*Instructions for the task*: From the lines below, extract the ones starting with the line that contains "for the building" and ending with the line that contains "[[49, 178, 391, 298]]", and copy them out word for word.
════
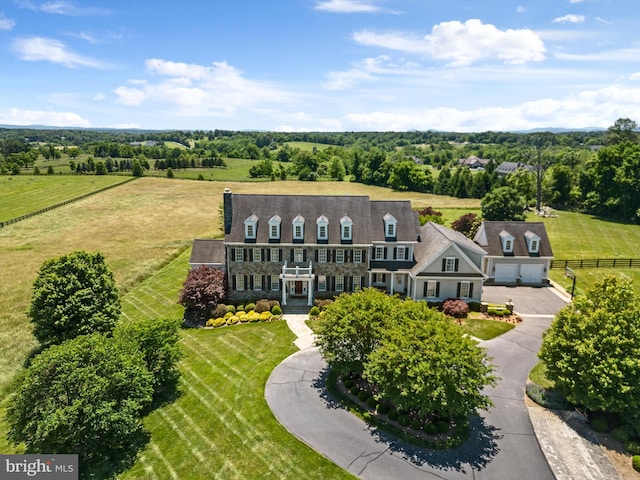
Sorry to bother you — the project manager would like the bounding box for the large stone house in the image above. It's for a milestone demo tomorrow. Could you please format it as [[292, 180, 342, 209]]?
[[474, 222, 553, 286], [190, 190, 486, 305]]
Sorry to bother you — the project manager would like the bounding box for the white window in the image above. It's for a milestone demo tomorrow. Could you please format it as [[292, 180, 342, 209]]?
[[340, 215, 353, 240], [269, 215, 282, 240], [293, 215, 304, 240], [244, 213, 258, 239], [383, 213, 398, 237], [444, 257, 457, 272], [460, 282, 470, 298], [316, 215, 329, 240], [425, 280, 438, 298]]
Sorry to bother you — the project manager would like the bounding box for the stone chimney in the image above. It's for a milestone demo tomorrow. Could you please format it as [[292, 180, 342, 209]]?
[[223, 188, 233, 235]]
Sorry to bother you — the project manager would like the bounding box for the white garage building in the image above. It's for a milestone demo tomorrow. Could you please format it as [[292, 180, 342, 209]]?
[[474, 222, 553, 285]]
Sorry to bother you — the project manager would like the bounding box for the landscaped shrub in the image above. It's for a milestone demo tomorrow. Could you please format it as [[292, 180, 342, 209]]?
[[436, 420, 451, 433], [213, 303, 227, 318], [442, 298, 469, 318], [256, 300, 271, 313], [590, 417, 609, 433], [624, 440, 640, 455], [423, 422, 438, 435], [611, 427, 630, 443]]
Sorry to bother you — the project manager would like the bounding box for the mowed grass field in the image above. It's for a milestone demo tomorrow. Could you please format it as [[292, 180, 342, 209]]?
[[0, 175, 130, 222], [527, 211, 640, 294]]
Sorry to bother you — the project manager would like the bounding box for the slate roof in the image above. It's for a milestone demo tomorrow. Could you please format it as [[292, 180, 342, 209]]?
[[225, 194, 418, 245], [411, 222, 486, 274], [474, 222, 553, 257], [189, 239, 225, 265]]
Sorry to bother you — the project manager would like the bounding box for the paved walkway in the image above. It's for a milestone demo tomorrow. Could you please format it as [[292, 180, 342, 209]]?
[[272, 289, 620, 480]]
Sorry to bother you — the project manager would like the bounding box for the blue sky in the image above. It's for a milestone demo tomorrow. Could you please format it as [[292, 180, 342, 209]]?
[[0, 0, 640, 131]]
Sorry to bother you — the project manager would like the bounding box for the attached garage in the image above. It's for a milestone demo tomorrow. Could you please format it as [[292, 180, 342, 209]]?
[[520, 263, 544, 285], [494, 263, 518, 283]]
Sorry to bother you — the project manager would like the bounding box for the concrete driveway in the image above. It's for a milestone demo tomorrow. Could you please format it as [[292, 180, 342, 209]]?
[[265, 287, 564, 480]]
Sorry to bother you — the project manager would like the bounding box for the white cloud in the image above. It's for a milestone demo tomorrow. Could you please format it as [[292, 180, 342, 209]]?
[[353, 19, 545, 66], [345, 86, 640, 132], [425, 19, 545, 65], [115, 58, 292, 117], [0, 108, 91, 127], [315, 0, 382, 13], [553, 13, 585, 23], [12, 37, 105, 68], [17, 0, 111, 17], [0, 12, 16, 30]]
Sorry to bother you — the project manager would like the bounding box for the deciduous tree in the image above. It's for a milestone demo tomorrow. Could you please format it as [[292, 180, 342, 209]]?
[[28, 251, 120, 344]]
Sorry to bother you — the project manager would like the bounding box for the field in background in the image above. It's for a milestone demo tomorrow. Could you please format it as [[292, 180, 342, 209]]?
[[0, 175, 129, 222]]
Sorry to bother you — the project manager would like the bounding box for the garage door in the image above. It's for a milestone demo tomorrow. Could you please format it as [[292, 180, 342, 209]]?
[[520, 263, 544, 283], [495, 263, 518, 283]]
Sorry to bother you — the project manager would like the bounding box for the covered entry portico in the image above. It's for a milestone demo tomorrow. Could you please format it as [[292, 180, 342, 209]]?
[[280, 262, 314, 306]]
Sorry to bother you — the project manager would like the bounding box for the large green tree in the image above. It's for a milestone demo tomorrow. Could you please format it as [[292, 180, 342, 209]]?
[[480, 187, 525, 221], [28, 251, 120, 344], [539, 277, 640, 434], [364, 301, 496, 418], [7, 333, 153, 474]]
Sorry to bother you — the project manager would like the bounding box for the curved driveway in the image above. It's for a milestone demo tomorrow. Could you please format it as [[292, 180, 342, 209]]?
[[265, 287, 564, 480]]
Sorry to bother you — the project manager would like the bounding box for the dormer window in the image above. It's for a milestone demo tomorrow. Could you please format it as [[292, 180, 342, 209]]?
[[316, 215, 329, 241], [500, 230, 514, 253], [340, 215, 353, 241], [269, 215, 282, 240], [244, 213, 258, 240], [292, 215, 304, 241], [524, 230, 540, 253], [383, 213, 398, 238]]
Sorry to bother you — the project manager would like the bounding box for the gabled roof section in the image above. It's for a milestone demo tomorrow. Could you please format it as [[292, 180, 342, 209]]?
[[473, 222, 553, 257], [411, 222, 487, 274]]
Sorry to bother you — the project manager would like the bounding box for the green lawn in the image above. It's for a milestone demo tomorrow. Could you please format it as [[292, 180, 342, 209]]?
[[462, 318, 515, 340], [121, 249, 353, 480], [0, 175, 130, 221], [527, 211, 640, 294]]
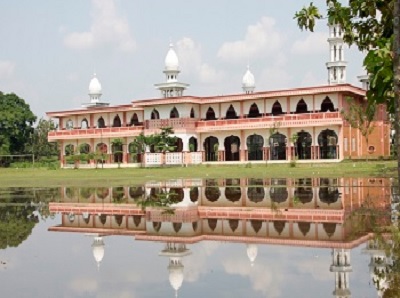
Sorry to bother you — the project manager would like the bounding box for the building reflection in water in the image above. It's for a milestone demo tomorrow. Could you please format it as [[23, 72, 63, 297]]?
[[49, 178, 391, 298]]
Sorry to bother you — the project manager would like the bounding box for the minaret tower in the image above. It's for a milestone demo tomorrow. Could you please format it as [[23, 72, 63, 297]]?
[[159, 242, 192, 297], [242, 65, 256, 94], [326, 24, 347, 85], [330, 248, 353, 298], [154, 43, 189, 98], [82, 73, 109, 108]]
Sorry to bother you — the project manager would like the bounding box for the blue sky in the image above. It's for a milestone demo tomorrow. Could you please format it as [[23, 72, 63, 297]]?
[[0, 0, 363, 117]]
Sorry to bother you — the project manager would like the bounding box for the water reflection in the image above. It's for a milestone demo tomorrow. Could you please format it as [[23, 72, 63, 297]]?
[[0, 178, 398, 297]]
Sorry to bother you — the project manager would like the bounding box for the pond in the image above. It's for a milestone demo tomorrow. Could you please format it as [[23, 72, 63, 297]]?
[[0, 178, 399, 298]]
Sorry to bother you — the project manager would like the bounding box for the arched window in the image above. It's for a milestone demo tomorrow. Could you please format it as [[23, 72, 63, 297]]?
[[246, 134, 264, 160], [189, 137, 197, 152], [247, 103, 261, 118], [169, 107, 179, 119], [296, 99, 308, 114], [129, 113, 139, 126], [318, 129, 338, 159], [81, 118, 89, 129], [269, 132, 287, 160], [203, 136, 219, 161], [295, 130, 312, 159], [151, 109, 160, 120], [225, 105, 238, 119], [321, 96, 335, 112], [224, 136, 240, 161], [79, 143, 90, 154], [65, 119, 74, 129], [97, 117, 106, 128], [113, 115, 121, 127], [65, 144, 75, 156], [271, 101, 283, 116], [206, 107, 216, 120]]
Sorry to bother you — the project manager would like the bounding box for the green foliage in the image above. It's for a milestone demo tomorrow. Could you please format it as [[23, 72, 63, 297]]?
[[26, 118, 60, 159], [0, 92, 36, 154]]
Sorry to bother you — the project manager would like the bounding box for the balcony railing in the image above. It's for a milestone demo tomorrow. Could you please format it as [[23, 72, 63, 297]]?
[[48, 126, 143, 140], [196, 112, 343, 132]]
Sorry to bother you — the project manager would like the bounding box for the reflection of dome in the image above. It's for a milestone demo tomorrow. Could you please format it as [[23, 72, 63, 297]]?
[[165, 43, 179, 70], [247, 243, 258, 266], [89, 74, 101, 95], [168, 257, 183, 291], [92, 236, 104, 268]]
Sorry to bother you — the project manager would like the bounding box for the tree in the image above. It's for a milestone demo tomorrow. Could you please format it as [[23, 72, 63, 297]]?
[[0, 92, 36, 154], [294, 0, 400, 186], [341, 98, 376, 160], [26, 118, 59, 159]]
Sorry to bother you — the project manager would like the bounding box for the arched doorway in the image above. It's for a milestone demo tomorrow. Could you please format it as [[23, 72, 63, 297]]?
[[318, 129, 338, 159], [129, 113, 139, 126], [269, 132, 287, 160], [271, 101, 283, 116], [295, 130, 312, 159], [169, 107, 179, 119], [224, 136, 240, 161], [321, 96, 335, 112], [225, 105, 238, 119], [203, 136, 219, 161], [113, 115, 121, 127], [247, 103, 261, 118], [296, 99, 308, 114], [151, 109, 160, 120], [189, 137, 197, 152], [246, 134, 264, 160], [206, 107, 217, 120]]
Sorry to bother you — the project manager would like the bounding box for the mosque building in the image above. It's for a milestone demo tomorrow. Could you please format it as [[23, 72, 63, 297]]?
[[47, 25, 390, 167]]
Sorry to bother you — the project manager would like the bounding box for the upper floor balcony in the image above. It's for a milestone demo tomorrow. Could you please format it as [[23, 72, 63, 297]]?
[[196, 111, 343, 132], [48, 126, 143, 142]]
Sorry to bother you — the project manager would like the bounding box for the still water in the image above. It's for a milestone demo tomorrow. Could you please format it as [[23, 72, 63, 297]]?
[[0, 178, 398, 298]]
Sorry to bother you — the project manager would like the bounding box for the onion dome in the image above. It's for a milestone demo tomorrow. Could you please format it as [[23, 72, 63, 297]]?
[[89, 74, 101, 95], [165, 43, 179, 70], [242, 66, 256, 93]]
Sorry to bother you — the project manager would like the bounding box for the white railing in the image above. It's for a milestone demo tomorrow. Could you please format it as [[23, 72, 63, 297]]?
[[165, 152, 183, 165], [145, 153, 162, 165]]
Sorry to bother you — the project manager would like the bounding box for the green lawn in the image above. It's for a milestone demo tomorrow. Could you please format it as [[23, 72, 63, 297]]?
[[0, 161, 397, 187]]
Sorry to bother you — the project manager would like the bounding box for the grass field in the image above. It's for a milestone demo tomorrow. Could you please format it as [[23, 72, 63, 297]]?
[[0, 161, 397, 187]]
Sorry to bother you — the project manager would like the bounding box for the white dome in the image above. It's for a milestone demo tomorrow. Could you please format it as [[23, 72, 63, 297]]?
════
*Result*:
Sorry to bother you — the project manager would like the bounding box for the building reflection in water in the image above. It's for a milestone demo tomorrow. Could you please format it as [[23, 72, 63, 297]]?
[[49, 178, 391, 298]]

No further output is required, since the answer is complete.